▽

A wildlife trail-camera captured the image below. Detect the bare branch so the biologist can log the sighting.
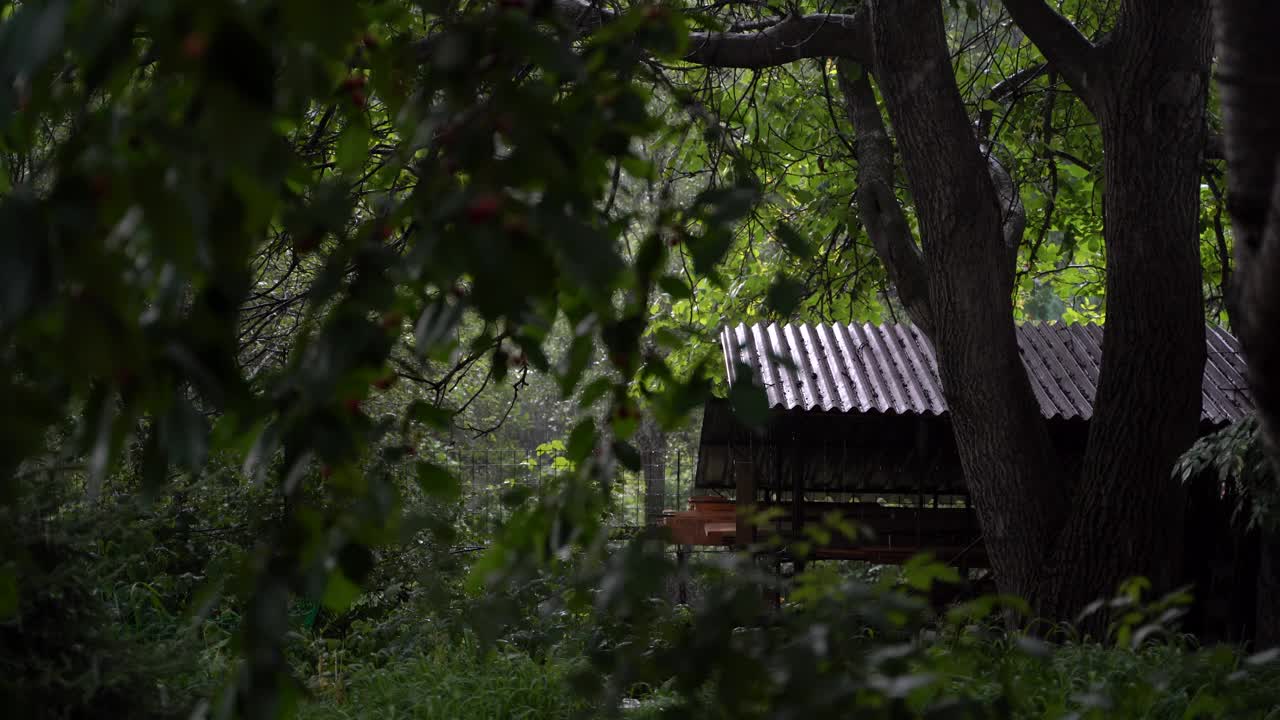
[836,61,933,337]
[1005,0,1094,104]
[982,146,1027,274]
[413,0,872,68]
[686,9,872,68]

△
▽

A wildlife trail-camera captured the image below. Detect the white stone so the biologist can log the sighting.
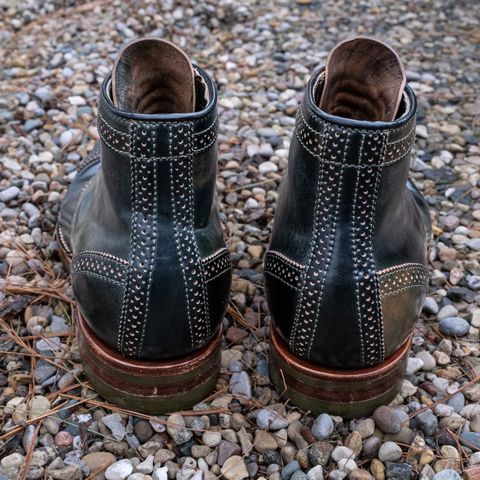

△

• **What the task asks**: Please write out the part above that opens with the line containing "branch so the biologist can log the sighting." and closes with the line containing "[686,9,872,68]", switching "biologist" for "ranger" and keeping everything else unchanged. Leave the pictures out.

• **Response to the exercise**:
A wildlife trail-camera captured the image below. Detect the bare branch so the ranger can log the sighting.
[836,61,933,337]
[1005,0,1094,104]
[982,146,1027,274]
[413,0,872,68]
[686,9,872,68]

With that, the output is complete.